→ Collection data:
※ ※ ※
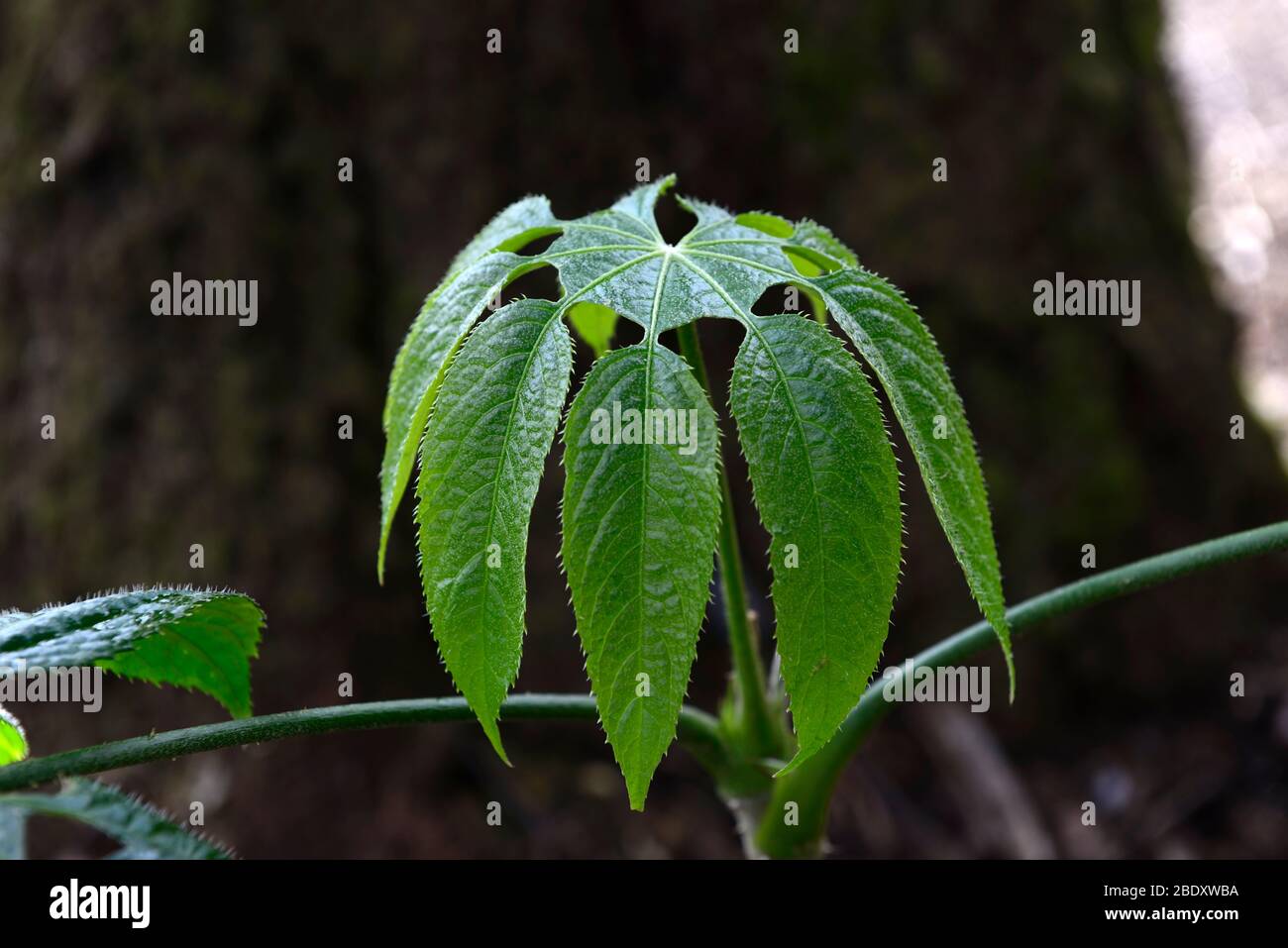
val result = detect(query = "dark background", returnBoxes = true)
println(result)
[0,0,1288,857]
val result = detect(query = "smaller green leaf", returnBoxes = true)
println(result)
[0,780,231,859]
[0,704,27,767]
[0,588,265,717]
[568,303,617,360]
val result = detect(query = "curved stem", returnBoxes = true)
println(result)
[0,694,722,790]
[675,322,785,758]
[756,520,1288,857]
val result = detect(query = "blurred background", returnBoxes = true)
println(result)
[0,0,1288,858]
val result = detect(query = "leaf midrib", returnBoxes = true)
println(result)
[680,257,831,705]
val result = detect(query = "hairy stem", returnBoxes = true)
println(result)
[0,694,724,790]
[675,316,785,758]
[0,522,1288,857]
[755,522,1288,858]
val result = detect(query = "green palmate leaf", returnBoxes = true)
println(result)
[380,176,1014,806]
[568,303,617,360]
[0,588,265,717]
[814,269,1015,698]
[0,780,229,859]
[563,340,720,809]
[0,706,27,767]
[730,316,901,760]
[417,300,572,758]
[677,202,1015,694]
[376,197,557,579]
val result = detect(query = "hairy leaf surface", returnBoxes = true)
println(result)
[664,202,1015,693]
[376,197,557,579]
[0,780,229,859]
[0,588,265,717]
[417,300,572,759]
[730,316,901,760]
[380,176,1014,806]
[563,340,720,809]
[814,269,1015,698]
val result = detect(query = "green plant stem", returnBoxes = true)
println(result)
[0,522,1288,857]
[0,694,724,790]
[675,321,786,758]
[755,522,1288,858]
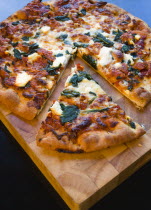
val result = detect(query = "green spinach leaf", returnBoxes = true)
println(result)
[93,33,114,47]
[60,105,80,124]
[61,89,80,98]
[73,42,89,48]
[82,54,97,70]
[55,15,70,21]
[13,48,22,60]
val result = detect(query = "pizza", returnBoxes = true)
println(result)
[0,0,151,120]
[37,64,145,152]
[0,0,151,152]
[0,1,75,120]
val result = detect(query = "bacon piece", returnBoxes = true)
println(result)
[72,33,91,42]
[120,33,133,43]
[4,77,16,87]
[112,50,124,62]
[133,62,147,70]
[37,48,55,61]
[87,42,103,55]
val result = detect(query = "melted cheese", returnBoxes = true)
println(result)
[53,55,67,67]
[66,78,105,99]
[28,53,40,63]
[47,80,54,89]
[114,63,122,68]
[51,101,62,115]
[98,47,112,66]
[124,53,134,65]
[141,78,151,92]
[135,34,141,40]
[40,26,50,34]
[15,71,32,87]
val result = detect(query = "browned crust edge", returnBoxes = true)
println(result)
[36,122,145,152]
[0,89,39,120]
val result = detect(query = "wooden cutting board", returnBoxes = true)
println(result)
[0,58,151,209]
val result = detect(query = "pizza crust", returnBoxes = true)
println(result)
[36,122,145,152]
[77,122,145,152]
[0,89,38,120]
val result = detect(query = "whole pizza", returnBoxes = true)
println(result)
[0,0,151,152]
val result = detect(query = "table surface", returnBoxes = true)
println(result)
[0,0,151,210]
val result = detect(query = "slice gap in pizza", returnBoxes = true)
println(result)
[36,64,145,153]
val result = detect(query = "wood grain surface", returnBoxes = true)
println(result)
[0,58,151,209]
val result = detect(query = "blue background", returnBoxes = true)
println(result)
[0,0,151,210]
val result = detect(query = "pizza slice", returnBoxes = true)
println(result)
[0,1,75,120]
[37,64,145,152]
[53,0,151,109]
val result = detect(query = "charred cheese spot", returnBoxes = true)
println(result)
[15,71,32,87]
[51,101,63,115]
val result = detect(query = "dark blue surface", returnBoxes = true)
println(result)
[0,0,151,210]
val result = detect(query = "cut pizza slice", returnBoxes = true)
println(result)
[0,1,75,120]
[37,64,145,152]
[51,0,151,109]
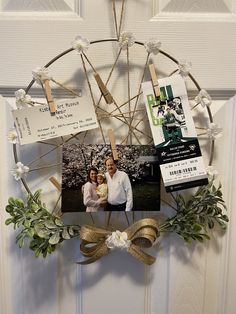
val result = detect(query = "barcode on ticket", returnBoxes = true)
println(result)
[170,167,197,176]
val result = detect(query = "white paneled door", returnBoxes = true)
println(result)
[0,0,236,314]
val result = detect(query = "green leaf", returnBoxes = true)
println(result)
[55,218,64,227]
[8,197,15,206]
[37,229,50,239]
[14,198,25,208]
[45,220,57,229]
[27,228,34,238]
[48,231,60,244]
[5,218,13,226]
[62,228,70,240]
[30,203,40,213]
[18,237,24,248]
[23,219,30,228]
[5,205,14,213]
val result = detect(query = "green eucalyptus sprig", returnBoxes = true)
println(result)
[5,190,80,257]
[159,181,229,242]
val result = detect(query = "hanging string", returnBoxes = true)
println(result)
[80,54,106,143]
[112,0,119,39]
[118,0,125,38]
[51,78,81,97]
[126,47,132,145]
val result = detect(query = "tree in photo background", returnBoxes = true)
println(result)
[62,144,156,189]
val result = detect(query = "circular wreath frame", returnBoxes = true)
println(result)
[6,38,228,264]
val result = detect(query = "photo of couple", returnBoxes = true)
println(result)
[82,156,133,212]
[62,143,160,212]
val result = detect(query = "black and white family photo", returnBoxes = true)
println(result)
[62,144,160,212]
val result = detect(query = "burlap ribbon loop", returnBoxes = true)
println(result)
[78,218,159,265]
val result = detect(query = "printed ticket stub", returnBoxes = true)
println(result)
[12,97,98,145]
[142,75,208,192]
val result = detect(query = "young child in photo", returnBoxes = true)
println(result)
[96,172,108,199]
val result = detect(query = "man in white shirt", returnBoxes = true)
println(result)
[105,157,133,211]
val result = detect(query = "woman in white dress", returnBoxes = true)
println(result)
[83,167,106,212]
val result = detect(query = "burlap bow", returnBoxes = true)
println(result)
[78,218,159,265]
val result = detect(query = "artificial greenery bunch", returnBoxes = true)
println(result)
[6,181,229,257]
[5,190,80,257]
[159,180,229,243]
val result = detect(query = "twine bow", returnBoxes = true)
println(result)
[77,218,159,265]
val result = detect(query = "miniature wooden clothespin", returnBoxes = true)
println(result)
※ ※ ※
→ Short task: Return every line of the data above without any change, and leave the pictures out of your answer.

→ Task answer:
val result = detect(query = "dark background", returnBoxes = true)
println(result)
[0,0,1288,857]
val result = detect(query = "smaller green leaf", returnBoxes = true)
println(result)
[0,780,231,859]
[0,704,27,767]
[0,588,265,717]
[568,303,617,360]
val result = detect(query = "curved stem", returnBoxes = true)
println(result)
[0,694,722,790]
[675,322,785,758]
[756,520,1288,857]
val result = detect(query = "blurred background", returnBoxes = true)
println(result)
[0,0,1288,858]
val result = detect(query = "leaf midrib", returnBoxes = true)
println(result)
[680,257,831,705]
val result = detect(query = "hairy stem", returnBoxes = true)
println(result)
[0,694,724,790]
[675,316,785,758]
[0,522,1288,857]
[755,522,1288,858]
val result = detect(query = "green palmate leaf", returnBoxes = true)
println(result)
[380,176,1014,806]
[568,303,617,360]
[0,588,265,717]
[814,269,1015,698]
[0,780,229,859]
[563,340,720,809]
[0,706,27,767]
[730,316,901,760]
[417,300,572,758]
[677,202,1015,694]
[376,197,557,579]
val result = detect(query = "hairy leaf surface", returnBoxes = true)
println(result)
[664,202,1015,693]
[376,197,557,579]
[0,780,229,859]
[0,588,265,717]
[417,300,572,759]
[730,316,901,760]
[380,176,1014,806]
[563,340,720,809]
[814,269,1015,698]
val result = detect(query = "green plant stem", returnBoxes = true)
println(result)
[0,522,1288,857]
[0,694,724,790]
[675,321,786,758]
[755,522,1288,858]
val result = detect(query = "green spinach leaf", returnBoxes = true)
println(result)
[93,33,114,47]
[60,105,80,124]
[61,89,80,98]
[73,42,89,48]
[82,54,97,70]
[55,15,70,21]
[13,48,22,60]
val result = detect(query = "pizza", returnBoxes = true)
println(result)
[0,0,151,120]
[37,64,145,152]
[0,0,151,152]
[0,1,75,120]
val result = detect(query = "bacon piece", returnBoxes = true)
println(result)
[72,33,91,42]
[120,33,133,43]
[4,77,16,87]
[112,50,124,62]
[133,62,147,70]
[37,48,55,61]
[87,42,103,55]
val result = detect(query = "melted cheese", returnBoxes = true)
println(result)
[53,55,67,67]
[66,78,105,99]
[28,53,40,63]
[47,80,54,89]
[114,63,122,68]
[51,101,62,115]
[98,47,112,66]
[124,53,134,65]
[141,78,151,92]
[135,34,141,40]
[40,26,50,34]
[15,71,32,87]
val result = detect(query = "browned crust edge", returnBoxes = true)
println(result)
[36,122,145,152]
[0,89,39,120]
val result = detect(query = "wooden cutting board", returnBoxes = true)
println(result)
[0,58,151,209]
val result = detect(query = "pizza crust", returnBoxes = true)
println(result)
[36,122,145,152]
[77,122,145,152]
[0,89,38,120]
val result = detect(query = "whole pizza", returnBoxes = true)
println(result)
[0,0,151,152]
val result = detect(query = "table surface", returnBoxes = true)
println(result)
[0,0,151,210]
val result = detect(query = "slice gap in pizza", returnBoxes = true)
println(result)
[36,64,145,153]
val result = detect(query = "wood grain surface", returnBoxes = true)
println(result)
[0,58,151,209]
val result = detect(query = "blue background", returnBoxes = true)
println(result)
[0,0,151,210]
val result = detect(query = "pizza slice", returnBoxes = true)
println(result)
[0,1,75,120]
[37,64,145,152]
[53,0,151,109]
val result = detect(query = "charred cheese spot", returnBoxes = true)
println(result)
[15,71,32,87]
[51,101,63,115]
val result = detect(query = "dark blue surface", returnBoxes = true)
println(result)
[0,0,151,210]
val result = detect(query = "cut pizza slice", returnBoxes = true)
println(result)
[0,1,75,120]
[37,64,145,152]
[51,0,151,109]
val result = detect(query = "barcode on ticket", returnBoxes = true)
println(result)
[170,167,197,176]
val result = detect(query = "white paneled door", returnBoxes = true)
println(result)
[0,0,236,314]
val result = detect(query = "green leaf", returnBoxes = true)
println(result)
[55,218,64,227]
[8,197,15,206]
[37,229,50,239]
[14,198,25,208]
[45,220,57,229]
[27,228,34,238]
[48,231,60,244]
[5,218,13,226]
[62,228,70,240]
[30,203,40,213]
[18,237,24,248]
[23,219,30,228]
[5,205,14,213]
val result = detect(query = "green eucalyptus sprig", returnBoxes = true)
println(result)
[5,190,80,257]
[159,181,229,242]
val result = detect(query = "hanging string", returnBoxes = true)
println(result)
[80,54,106,143]
[112,0,119,39]
[118,0,125,38]
[51,78,81,97]
[126,47,132,145]
val result = detect(query = "tree in photo background", returnBoxes = true)
println(result)
[62,144,156,189]
val result = detect(query = "circular wreath frame", returnBoxes = true)
println(result)
[6,38,228,264]
val result = detect(query = "photo of couple", returnBoxes = true)
println(result)
[82,156,133,212]
[62,143,160,212]
val result = detect(query = "black and white family photo", returnBoxes = true)
println(result)
[62,144,160,212]
val result = detect(query = "burlap ribbon loop", returnBoxes = true)
println(result)
[78,218,159,265]
val result = detect(query = "printed ticket stub", returnBoxes = true)
println(result)
[12,97,98,145]
[142,75,208,192]
val result = detect(query = "young child in photo", returnBoxes = true)
println(result)
[96,172,108,199]
val result = detect(query = "man in white shirt", returnBoxes = true)
println(result)
[105,157,133,211]
val result = detect(query = "woman in white dress", returnBoxes = true)
println(result)
[83,167,106,212]
val result = detect(query = "burlap bow", returnBoxes = true)
println(result)
[78,218,159,265]
val result = detect(query = "artificial greenery bunch", returnBoxes = true)
println(result)
[6,181,229,257]
[5,190,80,257]
[159,180,229,243]
val result = detect(query = "twine bow", returnBoxes = true)
println(result)
[77,218,159,265]
val result = detect(query = "miniature wooden clothespin", returnBoxes = true)
println(result)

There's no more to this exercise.